**Fragmento**
------

Sobre la Iglesia católica como institución -una de las pocas monarquías absolutas que perviven en el siglo XXI- pesan hoy fuertes cuestionamientos, empezando por los que efectúa el mismo Papa Francisco. En un libro de recomendable lectura, "Dioses, creencias y neuronas. Una aproximación científica a la religión", el profesor Ramón Nogués, catedrático emérito de Antropología biológica de la Universidad Autónoma de Barcelona y sacerdote escolapio, afirma lo siguiente: todo el mundo está de acuerdo en que, desde la perspectiva institucional, el proceso de deconstrucción de la cristiandad que se halla en curso resulta irreversible. Más aún: la Iglesia sigue manteniendo aspectos institucionales directamente contrarios al Nuevo Testamento. Según Nogués, es preciso remediar la separación jerárquica entre clérigos y laicos y el apartamiento de éstos de los procedimientos eclesiales decisorios, situación ajena al Evangelio. Reclama también colegialidad en la Iglesia, como proclamó ineficazmente el concilio Vaticano II, en lugar de "un deslizamiento de la centralidad de Jesús hacia la del Papa". Pide igualmente pluralismo y democracia (sí, "democracia"), porque el sistema democrático es el único decente para gestionar cualquier sociedad, y porque la democracia funcionó en los primeros tiempos del cristianismo y sigue haciéndolo en el seno de las órdenes religiosas.

Jesús, que rechazó explícitamente cualquier forma de poder, no pretendió fundar ninguna institución. ¿Cuánta institucionalidad cabe, pues, en la Iglesia? Eso depende de la misión que a la Iglesia se la quiera asignar, misión que no puede ser la de constituirse en un poder político o social, ni la de imbricarse con tales poderes (cosa que históricamente ha constituido un escándalo), ni la de someter a las personas a un régimen patológico de culpabilidad y de temor. Por supuesto, de ningún modo se puede confiar en la autenticidad de un mensaje religioso que pretenda traducirse en un control social y político. El duro aprendizaje que representa pasar del uso del poder, la amenaza, el miedo y la culpabilidad al ámbito de la incitación, el convencimiento y el testimonio supone un reto esencial de las instituciones eclesiásticas. Las religiones proporcionan, dice Nogués, la articulación de la conciencia de lo que nos falta, manteniendo despierta nuestra sensibilidad espiritual y nuestra capacidad de interrogación, que la ciencia no puede colmar porque las últimas preguntas siguen sin respuesta. Pues bien, la tarea religiosa fundamental no es otra que la de la liberación humana integral: la de la culpabilidad enfermiza, la de la esclavización política o social, la de la pobreza y la incultura, la de la superficialidad, la de la soledad en el dolor€

En lugar de una misión liberadora a la que ajustar estrictamente su organización institucional la Iglesia se ha orientado, sin embargo, en otras direcciones. Por ejemplo, se ha obsesionado con su visión peyorativa de la sexualidad, asociada al menosprecio de la mujer, actitudes que el cristianismo tomó del paganismo más que de la tradición original de Jesús. Y es que la misoginia se encuentra presente en todas las culturas, aunque las llamadas religiones del Libro (judaísmo, cristianismo e islamismo) están fuertemente sexualizadas en sentido patriarcal. Pero no sólo eso: las religiones monoteístas han tendido a vincular estrechamente primacía masculina, poder sociopolítico y divinidad. Combatir la misoginia requiere, por tanto, tener una ética de la conducta sexual que en nada se distinga de la ética cristiana general respecto de todas las acciones importantes de la vida humana.

------

**Enunciado del problema**
Reescribe como lista el párrafo del fragmento que comienza con «En lugar de una misión liberadora» y conserva sus datos principales.

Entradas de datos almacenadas
------

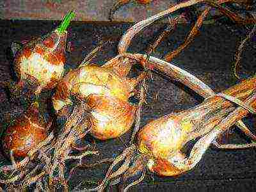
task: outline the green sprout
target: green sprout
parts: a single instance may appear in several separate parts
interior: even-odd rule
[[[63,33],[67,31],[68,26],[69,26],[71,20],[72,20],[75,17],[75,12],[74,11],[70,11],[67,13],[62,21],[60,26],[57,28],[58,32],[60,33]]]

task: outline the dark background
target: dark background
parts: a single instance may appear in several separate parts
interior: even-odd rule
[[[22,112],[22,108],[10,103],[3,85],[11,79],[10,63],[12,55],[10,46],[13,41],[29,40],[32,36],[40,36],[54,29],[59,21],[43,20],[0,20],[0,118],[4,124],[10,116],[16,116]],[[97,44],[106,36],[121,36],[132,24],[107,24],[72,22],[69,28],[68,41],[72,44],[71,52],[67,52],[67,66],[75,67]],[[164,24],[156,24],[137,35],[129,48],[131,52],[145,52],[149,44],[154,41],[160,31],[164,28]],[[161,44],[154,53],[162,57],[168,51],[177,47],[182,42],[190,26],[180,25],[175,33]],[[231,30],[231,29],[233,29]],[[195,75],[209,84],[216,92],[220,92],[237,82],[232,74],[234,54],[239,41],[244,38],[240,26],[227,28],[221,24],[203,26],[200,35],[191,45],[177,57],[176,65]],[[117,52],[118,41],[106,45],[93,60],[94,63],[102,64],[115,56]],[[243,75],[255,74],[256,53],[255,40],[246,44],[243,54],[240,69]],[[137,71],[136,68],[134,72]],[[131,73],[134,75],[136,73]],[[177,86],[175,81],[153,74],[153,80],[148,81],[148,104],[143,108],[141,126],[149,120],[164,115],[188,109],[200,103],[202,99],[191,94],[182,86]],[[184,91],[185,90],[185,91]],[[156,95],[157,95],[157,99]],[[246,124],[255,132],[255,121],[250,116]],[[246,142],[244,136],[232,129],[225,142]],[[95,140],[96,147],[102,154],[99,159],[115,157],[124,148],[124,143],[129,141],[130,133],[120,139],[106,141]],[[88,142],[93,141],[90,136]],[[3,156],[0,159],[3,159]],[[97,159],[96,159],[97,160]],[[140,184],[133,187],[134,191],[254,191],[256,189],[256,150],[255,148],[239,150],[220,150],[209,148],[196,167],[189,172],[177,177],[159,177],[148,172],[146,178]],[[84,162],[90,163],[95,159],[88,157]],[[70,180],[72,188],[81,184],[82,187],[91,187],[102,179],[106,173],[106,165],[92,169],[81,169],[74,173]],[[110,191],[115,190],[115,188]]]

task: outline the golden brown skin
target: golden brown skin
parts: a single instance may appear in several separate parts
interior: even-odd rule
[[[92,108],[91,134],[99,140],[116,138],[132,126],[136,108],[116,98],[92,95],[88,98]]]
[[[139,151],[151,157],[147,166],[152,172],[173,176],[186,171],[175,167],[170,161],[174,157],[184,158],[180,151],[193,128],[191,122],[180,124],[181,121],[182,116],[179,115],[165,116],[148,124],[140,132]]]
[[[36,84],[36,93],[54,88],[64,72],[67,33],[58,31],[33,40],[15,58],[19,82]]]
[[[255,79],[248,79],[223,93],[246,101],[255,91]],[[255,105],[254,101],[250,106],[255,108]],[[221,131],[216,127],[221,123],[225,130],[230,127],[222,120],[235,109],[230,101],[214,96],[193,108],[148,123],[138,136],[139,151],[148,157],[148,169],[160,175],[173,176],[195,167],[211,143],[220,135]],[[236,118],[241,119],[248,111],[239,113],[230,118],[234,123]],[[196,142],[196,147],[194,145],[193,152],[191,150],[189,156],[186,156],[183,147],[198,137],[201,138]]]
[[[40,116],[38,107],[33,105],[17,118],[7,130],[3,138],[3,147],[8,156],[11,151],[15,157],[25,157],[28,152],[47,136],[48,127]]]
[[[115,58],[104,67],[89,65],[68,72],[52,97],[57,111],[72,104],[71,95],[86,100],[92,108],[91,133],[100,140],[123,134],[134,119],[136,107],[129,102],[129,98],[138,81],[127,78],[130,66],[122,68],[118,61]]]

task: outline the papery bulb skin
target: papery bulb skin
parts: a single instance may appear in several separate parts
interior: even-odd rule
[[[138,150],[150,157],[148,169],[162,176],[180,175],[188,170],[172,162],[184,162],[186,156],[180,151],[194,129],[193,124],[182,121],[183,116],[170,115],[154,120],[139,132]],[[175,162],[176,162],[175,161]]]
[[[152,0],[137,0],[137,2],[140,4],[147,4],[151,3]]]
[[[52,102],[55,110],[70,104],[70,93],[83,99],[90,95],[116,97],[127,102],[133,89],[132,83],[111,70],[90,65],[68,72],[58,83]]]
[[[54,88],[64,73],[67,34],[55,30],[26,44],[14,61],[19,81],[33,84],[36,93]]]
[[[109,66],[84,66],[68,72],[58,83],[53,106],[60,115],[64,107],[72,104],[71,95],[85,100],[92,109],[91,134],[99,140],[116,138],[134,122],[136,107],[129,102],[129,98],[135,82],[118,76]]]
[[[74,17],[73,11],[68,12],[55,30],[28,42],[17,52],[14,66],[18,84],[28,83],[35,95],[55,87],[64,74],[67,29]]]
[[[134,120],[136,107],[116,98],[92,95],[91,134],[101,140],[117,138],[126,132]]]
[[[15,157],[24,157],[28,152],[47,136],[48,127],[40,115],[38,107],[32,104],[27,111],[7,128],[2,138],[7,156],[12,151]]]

------

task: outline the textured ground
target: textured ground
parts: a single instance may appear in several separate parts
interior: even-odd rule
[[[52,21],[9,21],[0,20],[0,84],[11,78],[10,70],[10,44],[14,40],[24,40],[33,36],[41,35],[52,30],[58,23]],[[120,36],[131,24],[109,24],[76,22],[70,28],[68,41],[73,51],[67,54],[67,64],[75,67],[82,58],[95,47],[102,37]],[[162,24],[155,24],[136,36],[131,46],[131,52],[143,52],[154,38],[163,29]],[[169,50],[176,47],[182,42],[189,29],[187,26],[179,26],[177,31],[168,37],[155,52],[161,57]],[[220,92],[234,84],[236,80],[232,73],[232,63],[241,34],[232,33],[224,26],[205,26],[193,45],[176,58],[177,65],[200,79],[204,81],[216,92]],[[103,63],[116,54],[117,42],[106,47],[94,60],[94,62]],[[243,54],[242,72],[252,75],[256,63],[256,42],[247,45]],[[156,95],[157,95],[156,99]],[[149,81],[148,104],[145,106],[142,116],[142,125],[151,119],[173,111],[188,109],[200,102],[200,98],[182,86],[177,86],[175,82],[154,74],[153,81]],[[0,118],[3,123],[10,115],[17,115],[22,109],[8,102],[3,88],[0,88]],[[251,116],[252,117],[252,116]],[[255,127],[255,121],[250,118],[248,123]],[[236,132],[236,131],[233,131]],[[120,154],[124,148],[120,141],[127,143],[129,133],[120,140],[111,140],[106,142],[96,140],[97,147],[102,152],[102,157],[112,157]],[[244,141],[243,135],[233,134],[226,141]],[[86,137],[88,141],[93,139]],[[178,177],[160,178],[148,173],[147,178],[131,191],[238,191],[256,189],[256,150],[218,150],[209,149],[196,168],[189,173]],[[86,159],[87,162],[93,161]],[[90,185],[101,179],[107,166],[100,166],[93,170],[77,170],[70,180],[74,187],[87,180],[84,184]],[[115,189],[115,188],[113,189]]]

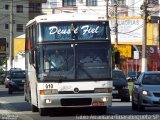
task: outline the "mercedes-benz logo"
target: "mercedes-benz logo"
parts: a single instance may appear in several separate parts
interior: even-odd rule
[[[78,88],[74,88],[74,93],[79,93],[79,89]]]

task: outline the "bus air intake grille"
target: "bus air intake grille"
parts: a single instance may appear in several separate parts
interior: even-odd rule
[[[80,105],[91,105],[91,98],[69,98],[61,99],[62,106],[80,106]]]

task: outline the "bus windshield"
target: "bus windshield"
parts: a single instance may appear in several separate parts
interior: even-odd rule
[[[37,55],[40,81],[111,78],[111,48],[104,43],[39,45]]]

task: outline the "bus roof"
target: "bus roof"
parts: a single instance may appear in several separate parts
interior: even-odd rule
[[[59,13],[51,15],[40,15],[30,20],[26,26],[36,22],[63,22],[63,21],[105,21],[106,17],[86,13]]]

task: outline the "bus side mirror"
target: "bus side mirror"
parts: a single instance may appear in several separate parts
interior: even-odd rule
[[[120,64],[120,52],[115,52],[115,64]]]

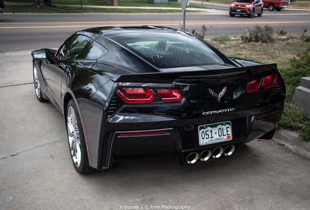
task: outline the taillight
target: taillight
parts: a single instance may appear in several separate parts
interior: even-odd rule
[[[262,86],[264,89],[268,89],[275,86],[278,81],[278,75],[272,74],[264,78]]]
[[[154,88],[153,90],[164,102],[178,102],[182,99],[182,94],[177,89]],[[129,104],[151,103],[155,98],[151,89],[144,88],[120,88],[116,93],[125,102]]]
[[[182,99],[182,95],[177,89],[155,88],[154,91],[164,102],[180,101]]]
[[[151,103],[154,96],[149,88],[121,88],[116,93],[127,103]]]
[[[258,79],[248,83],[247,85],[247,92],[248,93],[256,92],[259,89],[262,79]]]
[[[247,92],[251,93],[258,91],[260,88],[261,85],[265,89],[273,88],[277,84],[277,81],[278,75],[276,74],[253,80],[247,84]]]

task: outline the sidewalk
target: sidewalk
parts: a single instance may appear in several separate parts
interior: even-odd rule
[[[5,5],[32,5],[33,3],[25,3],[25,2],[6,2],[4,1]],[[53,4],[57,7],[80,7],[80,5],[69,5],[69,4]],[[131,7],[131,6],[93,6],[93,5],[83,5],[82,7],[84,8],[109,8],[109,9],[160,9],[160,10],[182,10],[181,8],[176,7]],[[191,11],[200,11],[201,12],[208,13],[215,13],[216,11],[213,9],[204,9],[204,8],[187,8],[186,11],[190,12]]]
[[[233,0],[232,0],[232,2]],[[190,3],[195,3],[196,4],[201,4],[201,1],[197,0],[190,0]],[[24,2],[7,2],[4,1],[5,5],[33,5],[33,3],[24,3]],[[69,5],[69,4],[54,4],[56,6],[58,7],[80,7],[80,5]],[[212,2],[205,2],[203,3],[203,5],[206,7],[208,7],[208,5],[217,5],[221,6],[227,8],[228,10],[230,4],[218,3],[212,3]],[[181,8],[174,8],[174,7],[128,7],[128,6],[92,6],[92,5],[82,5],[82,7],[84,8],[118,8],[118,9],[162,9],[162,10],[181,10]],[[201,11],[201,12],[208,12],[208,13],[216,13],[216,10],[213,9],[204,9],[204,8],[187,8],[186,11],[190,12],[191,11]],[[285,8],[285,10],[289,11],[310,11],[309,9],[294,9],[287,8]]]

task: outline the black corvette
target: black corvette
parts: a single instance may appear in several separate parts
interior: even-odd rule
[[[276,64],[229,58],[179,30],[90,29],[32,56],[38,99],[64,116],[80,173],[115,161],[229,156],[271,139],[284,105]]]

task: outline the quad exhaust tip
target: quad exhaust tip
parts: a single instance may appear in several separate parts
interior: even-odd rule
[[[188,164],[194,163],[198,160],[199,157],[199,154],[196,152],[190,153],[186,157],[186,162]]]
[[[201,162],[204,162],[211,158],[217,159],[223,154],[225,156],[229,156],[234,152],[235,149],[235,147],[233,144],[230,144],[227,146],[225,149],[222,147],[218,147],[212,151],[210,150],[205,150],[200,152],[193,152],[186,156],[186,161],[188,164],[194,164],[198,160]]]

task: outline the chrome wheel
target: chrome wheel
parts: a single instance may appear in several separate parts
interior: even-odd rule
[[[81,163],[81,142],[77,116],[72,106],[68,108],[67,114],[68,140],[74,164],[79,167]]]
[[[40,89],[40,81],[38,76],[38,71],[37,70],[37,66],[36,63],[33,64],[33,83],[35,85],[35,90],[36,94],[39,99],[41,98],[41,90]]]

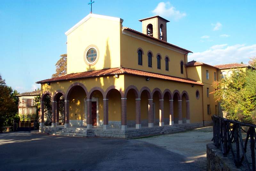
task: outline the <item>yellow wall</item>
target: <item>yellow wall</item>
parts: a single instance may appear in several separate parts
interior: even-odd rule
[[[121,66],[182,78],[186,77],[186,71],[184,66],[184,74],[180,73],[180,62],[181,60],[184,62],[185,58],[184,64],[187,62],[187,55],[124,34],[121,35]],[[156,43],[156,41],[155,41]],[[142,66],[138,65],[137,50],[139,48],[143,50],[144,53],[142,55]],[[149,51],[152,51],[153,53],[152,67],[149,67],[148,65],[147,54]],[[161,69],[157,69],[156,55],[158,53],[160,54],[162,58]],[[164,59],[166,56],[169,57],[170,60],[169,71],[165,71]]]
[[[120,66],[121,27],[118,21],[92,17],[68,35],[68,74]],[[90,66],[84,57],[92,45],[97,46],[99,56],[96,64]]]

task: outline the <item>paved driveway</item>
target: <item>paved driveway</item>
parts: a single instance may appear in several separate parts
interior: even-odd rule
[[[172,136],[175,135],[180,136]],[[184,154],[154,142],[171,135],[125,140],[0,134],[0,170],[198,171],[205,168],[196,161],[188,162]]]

------

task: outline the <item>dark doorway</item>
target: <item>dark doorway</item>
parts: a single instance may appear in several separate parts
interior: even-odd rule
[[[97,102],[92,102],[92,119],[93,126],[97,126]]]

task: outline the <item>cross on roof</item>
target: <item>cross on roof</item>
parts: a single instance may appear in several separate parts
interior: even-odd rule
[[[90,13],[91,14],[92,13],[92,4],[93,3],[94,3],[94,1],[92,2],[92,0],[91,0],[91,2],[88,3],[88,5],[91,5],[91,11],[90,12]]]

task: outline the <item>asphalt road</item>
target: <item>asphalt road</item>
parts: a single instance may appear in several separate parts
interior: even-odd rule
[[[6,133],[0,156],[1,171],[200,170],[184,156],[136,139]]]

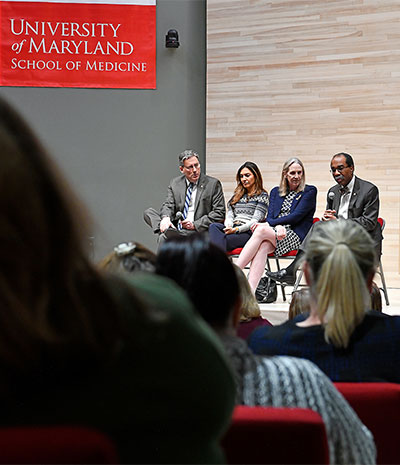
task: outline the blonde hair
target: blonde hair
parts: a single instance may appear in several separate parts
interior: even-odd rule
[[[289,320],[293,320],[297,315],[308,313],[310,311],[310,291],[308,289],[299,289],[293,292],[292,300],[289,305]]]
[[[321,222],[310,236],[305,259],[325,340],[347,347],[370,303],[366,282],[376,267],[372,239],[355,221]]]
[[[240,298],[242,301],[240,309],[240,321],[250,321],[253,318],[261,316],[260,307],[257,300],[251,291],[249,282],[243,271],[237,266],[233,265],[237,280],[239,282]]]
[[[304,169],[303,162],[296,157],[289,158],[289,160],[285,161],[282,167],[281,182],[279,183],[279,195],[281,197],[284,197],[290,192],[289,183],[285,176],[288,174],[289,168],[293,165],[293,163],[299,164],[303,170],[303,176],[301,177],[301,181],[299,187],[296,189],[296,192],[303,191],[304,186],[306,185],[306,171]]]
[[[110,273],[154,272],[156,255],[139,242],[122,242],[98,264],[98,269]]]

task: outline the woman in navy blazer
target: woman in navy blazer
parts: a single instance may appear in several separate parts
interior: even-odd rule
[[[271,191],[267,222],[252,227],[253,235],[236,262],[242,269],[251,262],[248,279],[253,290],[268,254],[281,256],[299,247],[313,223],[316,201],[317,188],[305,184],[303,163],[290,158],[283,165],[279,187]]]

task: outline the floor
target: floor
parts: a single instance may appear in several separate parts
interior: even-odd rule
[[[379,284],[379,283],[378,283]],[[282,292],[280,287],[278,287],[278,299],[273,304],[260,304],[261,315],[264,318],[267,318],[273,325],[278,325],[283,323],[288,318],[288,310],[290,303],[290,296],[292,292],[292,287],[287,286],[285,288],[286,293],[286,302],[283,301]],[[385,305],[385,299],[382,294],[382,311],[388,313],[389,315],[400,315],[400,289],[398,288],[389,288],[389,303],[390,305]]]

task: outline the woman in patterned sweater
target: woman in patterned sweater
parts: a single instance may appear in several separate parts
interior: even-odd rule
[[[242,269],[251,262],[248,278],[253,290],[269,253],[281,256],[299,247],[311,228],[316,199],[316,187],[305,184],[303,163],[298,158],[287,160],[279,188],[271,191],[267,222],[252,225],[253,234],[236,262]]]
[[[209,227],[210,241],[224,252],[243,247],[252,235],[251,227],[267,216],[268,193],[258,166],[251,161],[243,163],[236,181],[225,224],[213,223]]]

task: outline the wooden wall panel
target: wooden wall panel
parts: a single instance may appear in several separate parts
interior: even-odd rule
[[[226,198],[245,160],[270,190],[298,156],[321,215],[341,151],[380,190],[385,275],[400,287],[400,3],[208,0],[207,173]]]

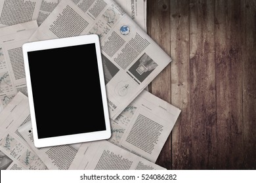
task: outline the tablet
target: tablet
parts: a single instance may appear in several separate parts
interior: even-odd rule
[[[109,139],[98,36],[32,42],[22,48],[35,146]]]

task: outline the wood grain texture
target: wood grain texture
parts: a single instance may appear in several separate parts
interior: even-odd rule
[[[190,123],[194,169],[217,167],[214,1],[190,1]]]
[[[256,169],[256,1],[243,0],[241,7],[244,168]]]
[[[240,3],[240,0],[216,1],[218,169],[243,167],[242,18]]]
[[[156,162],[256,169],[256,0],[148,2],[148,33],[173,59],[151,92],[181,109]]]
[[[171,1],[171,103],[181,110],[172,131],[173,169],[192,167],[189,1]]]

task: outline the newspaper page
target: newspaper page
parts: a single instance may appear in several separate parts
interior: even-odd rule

------

**Resultado del ejercicio**
- En lugar de ajustar su organización a una misión liberadora, la Iglesia se ha orientado en otras direcciones.
- Se ha obsesionado con una visión peyorativa de la sexualidad, asociada al menosprecio de la mujer. El cristianismo tomó esas actitudes del paganismo más que de la tradición original de Jesús.
- La misoginia está presente en todas las culturas. Sin embargo, las religiones del Libro (judaísmo, cristianismo e islamismo) están fuertemente sexualizadas en sentido patriarcal.
- Las religiones monoteístas han tendido a vincular estrechamente primacía masculina, poder sociopolítico y divinidad.
- Combatir la misoginia exige una ética de la conducta sexual que no se distinga en nada de la ética cristiana general sobre todas las acciones importantes de la vida humana.